* Yapacaklarınız *
1. Maç yazısında "Dolayısıyla bu maç" sözcüklerinden başlayıp aşağıya doğru "oyun disiplinini bozuyor." sözcüklerine kadar uzanan kısmı aynen yeniden yazın.
2. Maç yazısını, gösterilen son cümlenin ardından devam ettirin.

* Belge Bölümü *
Tehlike Çanları!

0
481

UEL Grup Sporting Lizbon 3 – 1 Beşiktaş 10.12.2015

Beşiktaş’ın Skenderbeu takımını 2-0 yendiği maçtan sonra şöyle yazmıştım;

Doğrusunu söylemek gerekirse, Avrupa’da şampiyon olunamayacaksa, UEFA Kupası maçları beni çok heyecanlandırmıyor. Bu Kupa’da, Şampiyonlar Ligi heyecanı ve prestiji yok. Maddi geliri de Şampiyonlar Ligi’nin çok altında. Dolayısıyla kendi ligimizde kazanacağımız şampiyonluğun daha değerli olduğuna inanmaktayım. Avrupa’da şampiyonluğa oynayacak bir kadro kurulmadan da bu maçlar çok fazla ilgimi çekmeyecek.

Dolayısıyla bu maç için yazacaklarım bir züğürt tesellisi değildir. Sonuca elbette üzüldüm ama üzüntümün nedeni Beşiktaş’ın elenmesi değil ortaya konulan kötü futbol! Bu takım benim ligdeki umutlarımı da öldürmeye başladı. Aslında tüm takımı suçlamak insafsızlık olur. Bazı futbolcuların varlığı ve vurdumduymaz tavırları diğer takım arkadaşlarının da oyun disiplinini bozuyor.

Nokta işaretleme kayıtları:
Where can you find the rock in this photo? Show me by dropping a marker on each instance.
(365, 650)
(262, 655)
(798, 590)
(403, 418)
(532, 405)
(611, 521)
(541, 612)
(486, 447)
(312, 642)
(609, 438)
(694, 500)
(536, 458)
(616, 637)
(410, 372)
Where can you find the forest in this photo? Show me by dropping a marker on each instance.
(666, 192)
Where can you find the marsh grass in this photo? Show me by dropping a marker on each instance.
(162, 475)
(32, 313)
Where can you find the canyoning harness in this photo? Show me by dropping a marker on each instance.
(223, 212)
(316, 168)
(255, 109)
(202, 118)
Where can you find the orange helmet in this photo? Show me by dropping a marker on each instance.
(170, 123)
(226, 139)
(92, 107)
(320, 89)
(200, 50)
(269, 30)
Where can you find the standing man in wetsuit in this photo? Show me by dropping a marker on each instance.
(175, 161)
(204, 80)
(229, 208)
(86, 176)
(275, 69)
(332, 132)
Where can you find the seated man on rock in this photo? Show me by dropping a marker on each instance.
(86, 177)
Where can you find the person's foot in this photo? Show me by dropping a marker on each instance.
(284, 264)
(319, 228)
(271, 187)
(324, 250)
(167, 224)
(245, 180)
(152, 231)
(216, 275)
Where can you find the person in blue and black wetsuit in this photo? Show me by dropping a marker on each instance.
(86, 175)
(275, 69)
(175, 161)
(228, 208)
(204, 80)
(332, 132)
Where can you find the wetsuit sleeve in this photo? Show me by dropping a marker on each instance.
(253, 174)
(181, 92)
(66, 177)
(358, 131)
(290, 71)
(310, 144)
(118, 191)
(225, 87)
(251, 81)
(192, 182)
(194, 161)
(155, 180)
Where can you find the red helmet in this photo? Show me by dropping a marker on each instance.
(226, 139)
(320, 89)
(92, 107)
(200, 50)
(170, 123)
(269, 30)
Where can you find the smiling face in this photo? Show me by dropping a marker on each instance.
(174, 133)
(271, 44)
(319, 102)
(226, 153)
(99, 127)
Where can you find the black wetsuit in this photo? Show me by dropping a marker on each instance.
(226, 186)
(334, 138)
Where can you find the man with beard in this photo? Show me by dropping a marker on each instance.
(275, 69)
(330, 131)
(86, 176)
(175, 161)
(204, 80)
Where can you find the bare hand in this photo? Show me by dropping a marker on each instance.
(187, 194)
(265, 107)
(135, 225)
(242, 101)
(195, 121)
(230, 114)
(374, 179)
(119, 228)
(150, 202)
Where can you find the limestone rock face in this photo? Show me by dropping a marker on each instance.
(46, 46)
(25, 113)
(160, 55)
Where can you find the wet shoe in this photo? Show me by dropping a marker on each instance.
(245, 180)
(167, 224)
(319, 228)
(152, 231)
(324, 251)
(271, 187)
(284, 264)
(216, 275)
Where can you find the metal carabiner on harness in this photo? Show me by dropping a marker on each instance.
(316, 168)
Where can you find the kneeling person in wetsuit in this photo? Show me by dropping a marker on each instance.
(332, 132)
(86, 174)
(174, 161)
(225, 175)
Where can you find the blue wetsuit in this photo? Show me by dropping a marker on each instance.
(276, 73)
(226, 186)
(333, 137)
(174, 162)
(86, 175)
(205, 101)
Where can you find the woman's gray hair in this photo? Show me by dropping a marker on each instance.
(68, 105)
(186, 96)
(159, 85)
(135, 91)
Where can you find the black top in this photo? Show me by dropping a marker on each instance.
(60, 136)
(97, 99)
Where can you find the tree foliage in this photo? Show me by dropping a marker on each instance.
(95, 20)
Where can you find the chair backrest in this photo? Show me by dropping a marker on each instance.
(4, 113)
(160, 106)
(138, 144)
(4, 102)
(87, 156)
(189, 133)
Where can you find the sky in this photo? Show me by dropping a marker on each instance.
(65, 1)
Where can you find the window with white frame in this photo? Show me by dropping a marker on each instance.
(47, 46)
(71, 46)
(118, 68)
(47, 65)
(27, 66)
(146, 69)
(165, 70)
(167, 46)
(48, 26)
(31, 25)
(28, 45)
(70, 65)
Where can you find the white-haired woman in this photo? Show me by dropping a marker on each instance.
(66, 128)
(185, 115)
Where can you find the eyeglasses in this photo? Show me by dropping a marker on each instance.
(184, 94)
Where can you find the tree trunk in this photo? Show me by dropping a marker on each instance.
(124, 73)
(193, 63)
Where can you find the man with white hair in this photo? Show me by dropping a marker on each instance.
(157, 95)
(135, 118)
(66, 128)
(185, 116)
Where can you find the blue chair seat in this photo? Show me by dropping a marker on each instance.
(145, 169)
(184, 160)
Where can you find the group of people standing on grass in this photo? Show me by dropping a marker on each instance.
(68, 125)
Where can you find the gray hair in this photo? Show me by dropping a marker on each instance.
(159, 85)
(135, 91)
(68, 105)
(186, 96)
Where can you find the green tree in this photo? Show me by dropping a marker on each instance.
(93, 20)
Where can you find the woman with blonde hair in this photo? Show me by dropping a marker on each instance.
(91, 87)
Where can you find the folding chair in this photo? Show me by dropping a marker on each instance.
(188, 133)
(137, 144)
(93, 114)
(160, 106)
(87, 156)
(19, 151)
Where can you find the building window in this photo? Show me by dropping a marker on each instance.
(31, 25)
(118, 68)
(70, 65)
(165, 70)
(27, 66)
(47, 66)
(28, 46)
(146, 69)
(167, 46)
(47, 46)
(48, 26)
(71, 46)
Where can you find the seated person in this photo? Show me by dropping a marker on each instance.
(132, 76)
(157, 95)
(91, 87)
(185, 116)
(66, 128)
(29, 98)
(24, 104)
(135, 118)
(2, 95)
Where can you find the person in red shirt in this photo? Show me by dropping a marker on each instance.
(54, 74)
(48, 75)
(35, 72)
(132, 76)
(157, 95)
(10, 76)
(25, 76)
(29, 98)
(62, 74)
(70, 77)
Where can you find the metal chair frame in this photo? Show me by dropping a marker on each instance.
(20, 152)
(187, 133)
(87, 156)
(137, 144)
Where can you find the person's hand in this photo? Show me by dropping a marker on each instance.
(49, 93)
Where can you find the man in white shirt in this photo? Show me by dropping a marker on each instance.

* Sıralı Yanıtlar *
1.
Dolayısıyla bu maç için yazacaklarım bir züğürt tesellisi değildir. Sonuca elbette üzüldüm ama üzüntümün nedeni Beşiktaş’ın elenmesi değil ortaya konulan kötü futbol! Bu takım benim ligdeki umutlarımı da öldürmeye başladı. Aslında tüm takımı suçlamak insafsızlık olur. Bazı futbolcuların varlığı ve vurdumduymaz tavırları diğer takım arkadaşlarının da oyun disiplinini bozuyor.

2.
Bugüne kadar birçok Beşiktaşlı futbolcuyu yazılarımda eleştirdim ama hiçbirine hakaret etmedim. Beşiktaş forması giydikleri sürece hiç birini ne ıslıkladım ne de aleyhte tezahüratta bulundum. Ama artık bazı futbolcular sabrımızı taşırmaya başladılar. Bunların başında Tolga, Tosiç, Quaresma ve Olcay geliyor. Devre arasında çok acilen bir kaleci ve hızlı bir stoper alınmalı. Quaresma ve Olcay gibi disiplinsiz ve isteksiz futbolcular da ciddi bir şekilde uyarılmalılar.

Bu hafta sonu oynanacak GS derbisinde Tolga’yı oynatmak intihar olur. Tolga’nın yapacağı ilk hatadan sonra, “bir kısım taraftar” derhal protesto etmeye ve ıslıklamaya başlayacaktır. Bu ise Tolga’nın kurtarabileceği topları bile içeri almasına neden olur. Şenol Hoca risk alıp Günay’ı kaleye koymalıdır. Tolga’yı oynatırsa daha büyük bir risk almış olur.

Gelelim şu can sıkıcı maça. Önce kadroyu hatırlayalım; kalede Tolga, sağ bekte Beck, sol bekte İsmail, defansın ortasında Rhodolfo-Tosiç ikilisi, ön libero mevkiinde Atiba, onun yanında Oğuzhan, önlerinde Sosa, Olcay, Quaresma ve ileri uçta Gomez vardı.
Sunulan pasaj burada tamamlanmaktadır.